▶ **INSTRUCTIONS FOR THE TASK**: Retype the entries exactly, but skip the pictures.

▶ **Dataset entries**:
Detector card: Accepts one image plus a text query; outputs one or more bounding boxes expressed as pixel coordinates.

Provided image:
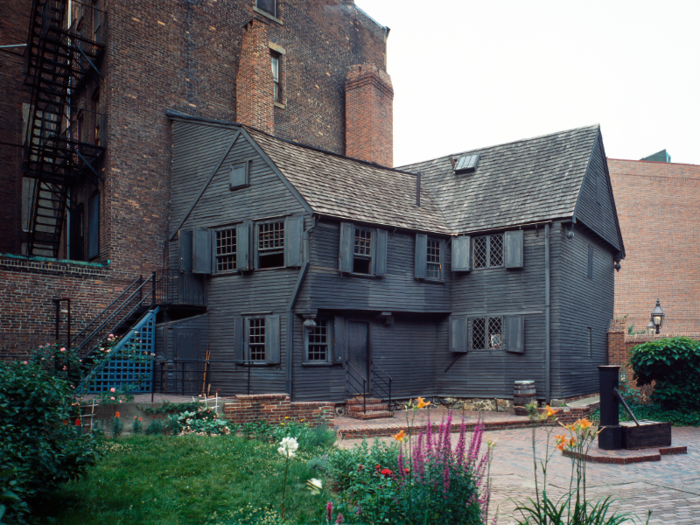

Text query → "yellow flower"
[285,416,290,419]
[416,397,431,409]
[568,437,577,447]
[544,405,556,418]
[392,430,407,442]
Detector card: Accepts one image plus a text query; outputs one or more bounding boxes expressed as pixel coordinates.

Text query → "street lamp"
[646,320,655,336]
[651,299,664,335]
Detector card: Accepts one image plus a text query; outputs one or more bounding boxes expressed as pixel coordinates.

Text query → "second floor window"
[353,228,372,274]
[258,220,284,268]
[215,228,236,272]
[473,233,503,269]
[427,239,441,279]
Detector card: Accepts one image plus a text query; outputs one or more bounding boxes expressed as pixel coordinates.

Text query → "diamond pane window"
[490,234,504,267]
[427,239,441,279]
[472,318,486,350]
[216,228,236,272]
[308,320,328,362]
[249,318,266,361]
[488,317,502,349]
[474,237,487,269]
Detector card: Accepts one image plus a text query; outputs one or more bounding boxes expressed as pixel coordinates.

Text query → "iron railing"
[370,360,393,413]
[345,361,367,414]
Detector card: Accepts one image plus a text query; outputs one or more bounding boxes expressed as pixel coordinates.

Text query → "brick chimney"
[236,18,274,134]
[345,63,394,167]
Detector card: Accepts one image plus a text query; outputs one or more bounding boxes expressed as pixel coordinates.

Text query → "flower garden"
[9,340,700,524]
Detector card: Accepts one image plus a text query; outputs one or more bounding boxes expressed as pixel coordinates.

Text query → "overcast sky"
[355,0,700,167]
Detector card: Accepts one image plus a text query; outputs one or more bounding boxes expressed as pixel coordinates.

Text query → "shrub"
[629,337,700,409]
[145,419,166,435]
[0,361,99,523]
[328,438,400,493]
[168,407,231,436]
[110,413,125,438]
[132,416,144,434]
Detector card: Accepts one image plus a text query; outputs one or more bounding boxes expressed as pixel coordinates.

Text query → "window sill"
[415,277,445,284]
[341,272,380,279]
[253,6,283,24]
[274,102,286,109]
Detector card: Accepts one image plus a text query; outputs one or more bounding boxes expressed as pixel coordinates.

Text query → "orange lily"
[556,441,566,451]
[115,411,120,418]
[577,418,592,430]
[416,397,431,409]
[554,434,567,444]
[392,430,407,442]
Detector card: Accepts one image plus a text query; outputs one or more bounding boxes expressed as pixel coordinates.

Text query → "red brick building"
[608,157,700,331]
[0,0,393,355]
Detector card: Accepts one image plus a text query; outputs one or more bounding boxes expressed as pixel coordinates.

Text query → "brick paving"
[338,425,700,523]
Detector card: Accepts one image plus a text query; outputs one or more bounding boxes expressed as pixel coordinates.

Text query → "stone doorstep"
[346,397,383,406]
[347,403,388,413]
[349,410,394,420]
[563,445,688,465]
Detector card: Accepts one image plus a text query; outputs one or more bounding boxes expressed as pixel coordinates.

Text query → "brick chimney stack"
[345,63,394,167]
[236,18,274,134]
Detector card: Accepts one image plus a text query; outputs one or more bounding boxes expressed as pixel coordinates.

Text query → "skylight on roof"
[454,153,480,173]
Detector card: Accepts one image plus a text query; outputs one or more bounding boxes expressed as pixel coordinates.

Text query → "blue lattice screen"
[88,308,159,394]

▶ **EXERCISE OUTPUT**:
Detector card: Accepts one image plus a text query; outputs one or more bounding boxes expressed as pixel coordinates.

Provided image:

Text query → "yellow flower"
[285,416,290,419]
[416,397,431,409]
[568,437,577,447]
[544,405,556,418]
[392,430,407,442]
Detector card: Accepts one image plus a text query; outputs one or more bounding boxes expressed as pixel coordinates.

Text query → "street lamp"
[646,320,655,336]
[651,299,664,335]
Detector card: Accepts one image plus a text query; outputs one or more bounding boxes expressed as pixel coordinates.

Text query → "second floor window"
[353,228,372,274]
[258,220,284,268]
[215,228,236,272]
[473,233,503,269]
[427,239,441,279]
Detector card: Accepts one image plus a text query; outputs one or more bounding boxes expressed as pixel coordinates.

Text query → "diamond pane window"
[490,234,504,267]
[427,239,441,279]
[472,318,486,350]
[216,228,236,272]
[308,320,328,362]
[249,318,266,361]
[488,317,502,349]
[474,237,487,269]
Detector card: Accepts one image plus a text query; outputs one or more bounding boxes expressed as pixel coordinates.

Text query → "iron railing"
[370,360,393,413]
[345,361,367,414]
Detector card: Accepts one image plus a text query; outputs one or more bounding boxes expressed as pixel coordinates.

Text query → "brick chimney"
[236,18,274,134]
[345,63,394,167]
Detector card: Accepts one image plus a text query; outputs one or more bounding boxes expressed as pixel coordinates.

Text query → "flower garden"
[9,340,700,524]
Detector card: Accepts one image plus a text query; outputs one or more bounding boxes expressed as pixel coordinates.

Text query → "overcast sky"
[355,0,700,167]
Detector card: Accepts one image plus a text query; outputs one or more bounding boxes expressed as pixel coordinates.

Text query → "shrub"
[629,337,700,409]
[145,419,166,435]
[0,361,99,523]
[328,438,400,493]
[168,407,231,436]
[110,413,125,438]
[132,416,144,434]
Detector card: Accepts one image plus a text query; outputs one or more bounding boxes expressed as pixel coordinates.

Text query → "window sill"
[415,277,445,284]
[341,272,380,279]
[253,6,283,24]
[274,102,286,109]
Detector card: Accepts one image plus a text query; outputs one or more bounding boxes expressed as pixel coordinates.

Text query → "orange lily"
[556,441,566,451]
[115,411,120,418]
[577,418,592,430]
[416,397,431,409]
[554,434,567,444]
[392,430,407,442]
Detector card: Accepts one image plus a text query; outputs one or more bounding boxes expressed as pixel coordinates.

Text query → "red brick building"
[608,157,700,331]
[0,0,393,355]
Detector card: Accepts one image plus a text query; outputs one or more bounding boxes expressed as pixel coordinates.

Text query → "brick paving"
[338,425,700,523]
Detector card: Accepts one image plus a text query; outputs one or more bounding boxes expressed as pixel coordinates.

Text query → "stone doorstep"
[346,397,383,406]
[347,403,388,413]
[349,410,394,420]
[563,445,688,465]
Detector card: Accepts one image plus a text query; outputs one or more bounding boxes expressed as pixel coordinates.

Text query → "brick chimney stack"
[345,63,394,167]
[236,18,274,134]
Detector card: Accepts one image plus a text query; outputs one or more bounding boxes expressed as pixel coordinates.

Text query → "skylight on roof"
[454,153,480,173]
Detector card: Accepts one image plus a text query; outputs one or more bounding boxes expressed as pixel coordinates.

Text query → "blue lattice screen"
[88,308,159,394]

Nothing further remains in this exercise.